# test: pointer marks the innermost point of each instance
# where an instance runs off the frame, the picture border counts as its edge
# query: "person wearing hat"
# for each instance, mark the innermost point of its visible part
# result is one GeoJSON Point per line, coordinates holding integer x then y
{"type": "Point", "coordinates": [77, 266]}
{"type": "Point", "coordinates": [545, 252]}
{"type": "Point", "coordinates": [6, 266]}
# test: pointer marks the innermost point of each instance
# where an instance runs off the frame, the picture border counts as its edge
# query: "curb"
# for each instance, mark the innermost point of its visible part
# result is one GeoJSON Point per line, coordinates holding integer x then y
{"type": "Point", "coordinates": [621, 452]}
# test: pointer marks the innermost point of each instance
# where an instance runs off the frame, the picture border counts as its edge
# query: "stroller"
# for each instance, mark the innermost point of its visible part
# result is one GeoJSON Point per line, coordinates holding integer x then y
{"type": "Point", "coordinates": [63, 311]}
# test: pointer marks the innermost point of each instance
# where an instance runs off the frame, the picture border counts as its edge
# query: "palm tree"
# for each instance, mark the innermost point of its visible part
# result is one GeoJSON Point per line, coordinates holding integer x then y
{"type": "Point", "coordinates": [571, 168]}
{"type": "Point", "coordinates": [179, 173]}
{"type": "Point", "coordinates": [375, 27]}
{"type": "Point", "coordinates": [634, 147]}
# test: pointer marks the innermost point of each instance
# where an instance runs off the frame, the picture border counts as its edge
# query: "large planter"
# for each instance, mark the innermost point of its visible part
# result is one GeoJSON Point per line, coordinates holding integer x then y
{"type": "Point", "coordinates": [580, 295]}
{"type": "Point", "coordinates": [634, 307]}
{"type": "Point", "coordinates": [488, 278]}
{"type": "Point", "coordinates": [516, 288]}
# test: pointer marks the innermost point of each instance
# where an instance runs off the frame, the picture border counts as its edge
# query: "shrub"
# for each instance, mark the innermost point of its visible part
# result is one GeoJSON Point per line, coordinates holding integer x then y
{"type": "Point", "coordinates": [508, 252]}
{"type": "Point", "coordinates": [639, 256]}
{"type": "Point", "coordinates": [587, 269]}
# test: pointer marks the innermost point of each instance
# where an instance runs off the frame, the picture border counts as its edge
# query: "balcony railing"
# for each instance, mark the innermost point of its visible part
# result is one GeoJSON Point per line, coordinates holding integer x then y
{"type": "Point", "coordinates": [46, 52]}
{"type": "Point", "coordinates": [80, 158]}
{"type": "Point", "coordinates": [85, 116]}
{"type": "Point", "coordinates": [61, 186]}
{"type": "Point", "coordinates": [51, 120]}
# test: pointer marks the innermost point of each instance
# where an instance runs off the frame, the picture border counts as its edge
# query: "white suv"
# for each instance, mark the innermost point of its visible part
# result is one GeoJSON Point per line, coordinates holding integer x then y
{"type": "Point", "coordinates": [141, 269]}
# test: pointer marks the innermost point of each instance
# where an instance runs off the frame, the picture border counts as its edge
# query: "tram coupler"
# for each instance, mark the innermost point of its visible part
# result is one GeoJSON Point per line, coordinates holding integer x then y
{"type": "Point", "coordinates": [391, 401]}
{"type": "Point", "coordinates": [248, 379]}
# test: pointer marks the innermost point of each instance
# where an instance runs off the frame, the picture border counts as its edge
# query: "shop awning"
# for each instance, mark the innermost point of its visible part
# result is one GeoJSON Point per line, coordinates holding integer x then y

____

**EXERCISE DETAILS:** Each line of the data that holds "query" should be copied.

**SOLUTION FOR THIS TASK:**
# query: "person wearing hat"
# query: "curb"
# query: "stroller"
# query: "palm tree"
# query: "large planter"
# query: "shrub"
# query: "balcony railing"
# query: "white suv"
# query: "tram coupler"
# query: "shop awning"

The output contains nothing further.